▶ _TEXT TO READ_:
┏━━
# Glass lids blocking light



## Blackheart (Jul 5, 2011)

I recently purchased the Finnex 24/7 for my 55 and I am having the same issues from my glass canopy lids that I had with my old led as well and the lids. The middle portion's black trim where the lids hinge open block out a good portion of the light and makes the tank look darker. I hate it. I have to move the light to the back of the tank or go lidless.

Any ideas on what I should or could do? I really don't mind not using the lids... my only huge issue with that is the fact after about 3 days, I have to constantly listen to the splashing of water from my filter due to the water evaporating.


----------



## Seattle_Aquarist (Jun 15, 2008)

Hi Blackheart,

Before there were Versa-Tops there were sliding glass tops. The advantage was no center hinge so no light blockage. This DIY YouTube video is very similar to what we used in the '60's and 70's.

*



*


----------



## Immortal1 (Feb 18, 2015)

Blackheart said:


> I recently purchased the Finnex 24/7 for my 55 and I am having the same issues from my glass canopy lids that I had with my old led as well and the lids. The middle portion's black trim where the lids hinge open block out a good portion of the light and makes the tank look darker. I hate it. I have to move the light to the back of the tank or go lidless.
> 
> Any ideas on what I should or could do? I really don't mind not using the lids... my only huge issue with that is the fact after about 3 days, I have to constantly listen to the splashing of water from my filter due to the water evaporating.


What many of us around here have done was to go to Menards (Home Depot, Lowes) and go to the wall paneling section. Look for a specific type of wall paneling plastic molding and create slides for your glass panels. This allows you to get rid of the black plastic hinge. Moulding looks kinda like this...
|
|----
|____

edit, above video does a much better job of showing what needs to be done!!!


----------



## York1 (Dec 18, 2014)

I just remove the hinges.
┗━━
▶ _STATED TASK_:
Extend the forum thread on glass lids blocking light, starting right after its last sentence.

(Rows from a data source)
┏━━
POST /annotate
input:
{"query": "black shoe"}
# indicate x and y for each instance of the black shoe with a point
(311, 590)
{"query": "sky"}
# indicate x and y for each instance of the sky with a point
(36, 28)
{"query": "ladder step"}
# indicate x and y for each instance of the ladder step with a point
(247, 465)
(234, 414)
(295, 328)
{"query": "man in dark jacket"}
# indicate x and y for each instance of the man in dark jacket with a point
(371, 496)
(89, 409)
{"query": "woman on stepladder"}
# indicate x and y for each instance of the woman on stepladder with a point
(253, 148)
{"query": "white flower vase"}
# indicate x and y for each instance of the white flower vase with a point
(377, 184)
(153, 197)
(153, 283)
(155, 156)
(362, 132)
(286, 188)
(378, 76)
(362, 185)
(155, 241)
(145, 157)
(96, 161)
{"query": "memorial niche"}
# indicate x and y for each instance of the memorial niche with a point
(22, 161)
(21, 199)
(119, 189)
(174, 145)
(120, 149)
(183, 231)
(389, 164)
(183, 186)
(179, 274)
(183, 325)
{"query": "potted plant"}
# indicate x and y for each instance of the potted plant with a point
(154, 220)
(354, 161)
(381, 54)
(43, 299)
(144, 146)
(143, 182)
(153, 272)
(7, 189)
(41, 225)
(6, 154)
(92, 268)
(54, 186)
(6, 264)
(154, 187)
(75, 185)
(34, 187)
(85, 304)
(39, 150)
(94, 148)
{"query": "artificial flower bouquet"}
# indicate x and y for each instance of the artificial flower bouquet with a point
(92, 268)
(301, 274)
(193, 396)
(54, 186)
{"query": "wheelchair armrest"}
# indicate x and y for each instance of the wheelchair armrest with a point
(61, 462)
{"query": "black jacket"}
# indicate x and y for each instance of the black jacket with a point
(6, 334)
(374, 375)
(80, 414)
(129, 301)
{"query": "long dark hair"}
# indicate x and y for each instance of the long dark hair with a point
┗━━
▶ _ANSWER TO THE TASK_:
----------



## second (Jan 31, 2005)

I took the black plastic hinge off, cut out the middle with tin snips( thats some tough plastic) and then put the end pieces back on. Basically I have a 2" section of hinge at each end. Problem solved


----------



## Geoff-PA (Jun 5, 2016)

second said:


> I took the black plastic hinge off, cut out the middle with tin snips( thats some tough plastic) and then put the end pieces back on. Basically I have a 2" section of hinge at each end. Problem solved




Genius!


----------



## jeffkrol (Jun 5, 2013)

second said:


> I took the black plastic hinge off, cut out the middle with tin snips( thats some tough plastic) and then put the end pieces back on. Basically I have a 2" section of hinge at each end. Problem solved


Hey I like that idea..
But to join in a bit, there were things I "thought" of.. having 3 of the offending tops. 
1)Find the clear ones.. yes they do make these hinges in other than black. Even wrote to the company asking "WTF" why black?
Never got an answer.








https://www.jifram.com/living-hinge.php
2)Was going to make one out of silicone caulk (thought it was possible.
3)use silicone and flex. plastic and make hinges


----------



## Seattle_Aquarist (Jun 15, 2008)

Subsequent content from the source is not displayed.